> _Task_
Would you filter the listing below so that only lines with the word "instance" remain?

───── Information given

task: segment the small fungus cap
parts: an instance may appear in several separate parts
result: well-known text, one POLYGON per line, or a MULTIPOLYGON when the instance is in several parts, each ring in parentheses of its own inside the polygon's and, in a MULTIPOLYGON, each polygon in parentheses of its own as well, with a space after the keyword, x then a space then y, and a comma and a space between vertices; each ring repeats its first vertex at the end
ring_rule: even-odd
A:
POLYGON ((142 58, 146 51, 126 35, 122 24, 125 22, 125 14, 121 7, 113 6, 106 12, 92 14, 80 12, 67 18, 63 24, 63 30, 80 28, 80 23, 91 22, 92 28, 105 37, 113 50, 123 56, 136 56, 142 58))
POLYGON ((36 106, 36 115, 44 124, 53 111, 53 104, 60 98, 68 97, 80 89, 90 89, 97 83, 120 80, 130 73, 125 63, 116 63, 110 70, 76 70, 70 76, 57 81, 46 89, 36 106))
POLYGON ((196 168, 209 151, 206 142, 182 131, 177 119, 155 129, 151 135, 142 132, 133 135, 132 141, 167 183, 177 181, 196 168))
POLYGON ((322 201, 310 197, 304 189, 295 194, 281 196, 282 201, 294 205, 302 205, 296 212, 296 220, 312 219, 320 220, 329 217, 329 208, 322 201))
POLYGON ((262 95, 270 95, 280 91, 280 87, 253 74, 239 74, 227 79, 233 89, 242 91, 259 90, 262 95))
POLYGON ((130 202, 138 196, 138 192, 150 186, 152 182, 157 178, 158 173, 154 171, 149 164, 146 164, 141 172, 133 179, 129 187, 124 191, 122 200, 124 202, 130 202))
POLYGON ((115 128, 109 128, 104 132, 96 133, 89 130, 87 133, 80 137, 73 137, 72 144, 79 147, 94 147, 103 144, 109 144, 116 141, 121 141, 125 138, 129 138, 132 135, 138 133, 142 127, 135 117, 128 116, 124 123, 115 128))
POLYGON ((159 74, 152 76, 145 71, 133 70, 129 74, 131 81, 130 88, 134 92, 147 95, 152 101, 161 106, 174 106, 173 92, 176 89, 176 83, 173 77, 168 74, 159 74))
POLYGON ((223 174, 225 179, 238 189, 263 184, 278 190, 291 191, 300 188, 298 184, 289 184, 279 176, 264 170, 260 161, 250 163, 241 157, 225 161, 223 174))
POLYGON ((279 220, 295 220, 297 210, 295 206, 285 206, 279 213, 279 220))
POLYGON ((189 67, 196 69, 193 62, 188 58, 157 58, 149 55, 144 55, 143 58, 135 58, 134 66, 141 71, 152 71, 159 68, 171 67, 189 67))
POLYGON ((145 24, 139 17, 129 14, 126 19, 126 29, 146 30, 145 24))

──────────

> _Exercise solution_
parts: an instance may appear in several separate parts
result: well-known text, one POLYGON per line, or a MULTIPOLYGON when the instance is in several parts, each ring in parentheses of its own inside the polygon's and, in a MULTIPOLYGON, each polygon in parentheses of its own as well, with a space after the keyword, x then a space then y, and a comma and a space between vertices; each ring repeats its first vertex at the end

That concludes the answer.